How many lines in the records below contain the string "each"? Reply with the number alone.

= = = = =

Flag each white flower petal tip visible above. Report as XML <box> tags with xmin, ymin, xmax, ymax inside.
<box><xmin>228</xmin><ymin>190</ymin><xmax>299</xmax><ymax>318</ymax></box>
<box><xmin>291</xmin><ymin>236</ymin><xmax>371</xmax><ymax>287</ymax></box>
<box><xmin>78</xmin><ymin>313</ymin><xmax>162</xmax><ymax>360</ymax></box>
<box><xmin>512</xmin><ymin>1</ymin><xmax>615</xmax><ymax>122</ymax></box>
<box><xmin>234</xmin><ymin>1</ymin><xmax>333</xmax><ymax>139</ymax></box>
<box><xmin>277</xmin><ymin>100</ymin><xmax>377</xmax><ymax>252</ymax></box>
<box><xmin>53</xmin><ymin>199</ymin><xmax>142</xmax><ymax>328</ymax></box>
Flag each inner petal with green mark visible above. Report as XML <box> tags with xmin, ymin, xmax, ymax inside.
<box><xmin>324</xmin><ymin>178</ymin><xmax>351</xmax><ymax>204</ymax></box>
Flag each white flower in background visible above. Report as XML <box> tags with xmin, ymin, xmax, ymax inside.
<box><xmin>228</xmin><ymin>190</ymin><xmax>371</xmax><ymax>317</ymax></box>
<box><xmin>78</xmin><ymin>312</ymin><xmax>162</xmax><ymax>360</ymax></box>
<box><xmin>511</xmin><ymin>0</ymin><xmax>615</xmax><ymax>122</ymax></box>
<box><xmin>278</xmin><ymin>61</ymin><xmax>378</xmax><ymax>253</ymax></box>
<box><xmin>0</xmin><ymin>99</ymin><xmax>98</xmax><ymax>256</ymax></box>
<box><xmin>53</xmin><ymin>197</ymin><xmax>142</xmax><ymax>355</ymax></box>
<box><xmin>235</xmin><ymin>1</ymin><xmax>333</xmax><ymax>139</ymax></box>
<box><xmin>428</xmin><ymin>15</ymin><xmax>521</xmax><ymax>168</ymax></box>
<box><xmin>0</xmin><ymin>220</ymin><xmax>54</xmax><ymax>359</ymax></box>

= = = = =

• [RESULT FOR THIS EXERCISE]:
3